(Location annotation dataset excerpts)
┏━━
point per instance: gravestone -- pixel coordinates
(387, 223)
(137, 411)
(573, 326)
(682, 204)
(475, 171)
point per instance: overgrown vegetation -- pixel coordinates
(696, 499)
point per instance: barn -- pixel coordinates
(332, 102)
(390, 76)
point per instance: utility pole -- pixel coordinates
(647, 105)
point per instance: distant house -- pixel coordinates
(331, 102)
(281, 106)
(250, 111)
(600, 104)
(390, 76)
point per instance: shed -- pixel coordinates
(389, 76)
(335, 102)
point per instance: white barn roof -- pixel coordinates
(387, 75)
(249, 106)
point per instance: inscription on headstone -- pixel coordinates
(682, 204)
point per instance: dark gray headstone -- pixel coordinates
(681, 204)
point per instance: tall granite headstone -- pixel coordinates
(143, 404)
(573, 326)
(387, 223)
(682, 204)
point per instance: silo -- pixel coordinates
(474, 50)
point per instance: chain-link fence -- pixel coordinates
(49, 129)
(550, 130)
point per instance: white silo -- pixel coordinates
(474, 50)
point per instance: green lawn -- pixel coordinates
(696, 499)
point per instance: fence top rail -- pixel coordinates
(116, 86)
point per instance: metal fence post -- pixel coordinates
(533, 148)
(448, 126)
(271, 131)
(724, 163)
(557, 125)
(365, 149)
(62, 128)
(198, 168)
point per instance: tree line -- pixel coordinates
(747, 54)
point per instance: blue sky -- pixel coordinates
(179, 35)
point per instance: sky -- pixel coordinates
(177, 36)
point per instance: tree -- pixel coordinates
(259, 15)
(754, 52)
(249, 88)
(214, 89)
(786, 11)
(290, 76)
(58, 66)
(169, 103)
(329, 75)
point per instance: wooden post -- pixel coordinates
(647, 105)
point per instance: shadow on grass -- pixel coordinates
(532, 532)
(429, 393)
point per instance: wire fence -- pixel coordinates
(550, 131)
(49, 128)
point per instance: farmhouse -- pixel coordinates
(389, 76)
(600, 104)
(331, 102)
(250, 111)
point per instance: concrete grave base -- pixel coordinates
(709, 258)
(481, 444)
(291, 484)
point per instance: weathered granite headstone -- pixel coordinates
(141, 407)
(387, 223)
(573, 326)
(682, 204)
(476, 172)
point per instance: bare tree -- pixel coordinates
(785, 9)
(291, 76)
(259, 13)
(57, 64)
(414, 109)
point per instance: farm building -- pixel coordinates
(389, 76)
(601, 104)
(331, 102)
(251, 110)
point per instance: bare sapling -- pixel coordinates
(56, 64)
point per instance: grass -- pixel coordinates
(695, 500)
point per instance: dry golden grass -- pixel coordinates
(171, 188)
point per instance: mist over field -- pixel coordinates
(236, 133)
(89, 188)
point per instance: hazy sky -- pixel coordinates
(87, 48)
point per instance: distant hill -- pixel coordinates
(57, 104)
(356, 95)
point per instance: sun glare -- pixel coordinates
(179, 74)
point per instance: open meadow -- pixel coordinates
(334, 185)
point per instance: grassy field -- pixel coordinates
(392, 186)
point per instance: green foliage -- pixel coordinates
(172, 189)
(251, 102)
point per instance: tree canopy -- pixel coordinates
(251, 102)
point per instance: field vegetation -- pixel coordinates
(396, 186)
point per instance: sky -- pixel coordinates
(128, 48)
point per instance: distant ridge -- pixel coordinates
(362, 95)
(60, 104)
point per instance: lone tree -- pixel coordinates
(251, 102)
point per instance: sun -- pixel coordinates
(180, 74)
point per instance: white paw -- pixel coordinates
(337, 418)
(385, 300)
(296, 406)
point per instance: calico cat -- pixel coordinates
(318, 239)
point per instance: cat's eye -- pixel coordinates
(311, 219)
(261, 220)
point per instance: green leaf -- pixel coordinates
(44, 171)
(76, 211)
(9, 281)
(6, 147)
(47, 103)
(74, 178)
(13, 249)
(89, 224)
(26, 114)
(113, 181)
┗━━
* SET PROBLEM: Write every record out again, unaltered.

* ANSWER TO THIS EXERCISE:
point per instance: gravestone -- pixel coordinates
(387, 223)
(137, 411)
(573, 326)
(682, 204)
(475, 171)
point per instance: overgrown vegetation -- pixel coordinates
(696, 499)
point per instance: barn -- pixel coordinates
(332, 102)
(390, 76)
point per instance: utility pole -- pixel coordinates
(647, 105)
point per instance: distant house -- pixel coordinates
(331, 102)
(281, 106)
(250, 111)
(600, 104)
(390, 76)
point per instance: shed -- pixel coordinates
(389, 76)
(335, 102)
point per instance: white barn roof -- pixel coordinates
(387, 75)
(249, 106)
point per instance: inscription on headstone -- pixel coordinates
(682, 204)
point per instance: dark gray headstone -- pixel coordinates
(681, 204)
point per instance: tall granite headstone -- pixel coordinates
(143, 404)
(573, 326)
(387, 223)
(682, 204)
point per instance: silo -- pixel coordinates
(474, 50)
point per instance: chain-link fence -- pixel coordinates
(49, 129)
(550, 130)
point per instance: white silo -- pixel coordinates
(474, 50)
point per instance: green lawn -- pixel coordinates
(696, 499)
point per instance: fence top rail -- pixel coordinates
(116, 86)
point per instance: metal fence post -- pixel coordinates
(533, 148)
(448, 126)
(271, 131)
(724, 163)
(557, 125)
(365, 149)
(62, 128)
(198, 168)
point per instance: tree line -- pixel coordinates
(747, 54)
point per instance: blue sky -- pixel coordinates
(179, 35)
point per instance: sky -- pixel coordinates
(177, 36)
point per instance: tree -- pixel coordinates
(259, 15)
(754, 52)
(249, 88)
(214, 89)
(786, 11)
(290, 76)
(58, 66)
(169, 103)
(329, 75)
point per instance: wooden post -- pixel coordinates
(647, 105)
point per instance: shadow on grass -- pixel coordinates
(532, 532)
(429, 393)
point per instance: wire fence -- pixel coordinates
(550, 131)
(49, 128)
point per instance: farmhouse -- pixel coordinates
(389, 76)
(600, 104)
(331, 102)
(250, 111)
point per instance: concrete grave base -- pixel coordinates
(709, 258)
(481, 444)
(291, 484)
point per instance: weathered granite headstone -- pixel coordinates
(141, 407)
(387, 223)
(573, 326)
(682, 204)
(476, 172)
point per instance: bare tree -- pixel coordinates
(785, 9)
(291, 76)
(259, 13)
(57, 64)
(414, 109)
point per instance: farm building -- pixel coordinates
(389, 76)
(601, 104)
(331, 102)
(251, 110)
point per instance: bare sapling -- pixel coordinates
(56, 64)
point per instance: grass -- pixel coordinates
(695, 500)
point per instance: dry golden grass -- pixel coordinates
(171, 188)
point per instance: mist over field -- pixel coordinates
(236, 133)
(89, 188)
point per instance: hazy sky -- pixel coordinates
(87, 48)
point per instance: distant hill -- pixel coordinates
(57, 104)
(356, 95)
point per instance: sun glare -- pixel coordinates
(179, 74)
point per instance: open meadow -- pixel coordinates
(334, 185)
point per instance: grassy field -- pixel coordinates
(392, 186)
point per instance: green foliage -- pixel coordinates
(172, 189)
(251, 102)
point per instance: tree canopy -- pixel coordinates
(251, 102)
point per instance: field vegetation -- pixel coordinates
(396, 186)
point per instance: sky -- pixel coordinates
(128, 48)
point per instance: distant ridge -- pixel coordinates
(362, 95)
(60, 104)
point per instance: lone tree -- pixel coordinates
(251, 102)
point per instance: sun -- pixel coordinates
(180, 74)
point per instance: white paw -- pixel coordinates
(337, 418)
(385, 300)
(296, 406)
point per instance: calico cat -- pixel coordinates
(318, 239)
point per instance: cat's eye -- pixel coordinates
(311, 219)
(261, 220)
point per instance: green leaf -- pixel coordinates
(44, 171)
(76, 211)
(9, 281)
(6, 147)
(47, 103)
(74, 178)
(13, 249)
(89, 224)
(26, 114)
(113, 181)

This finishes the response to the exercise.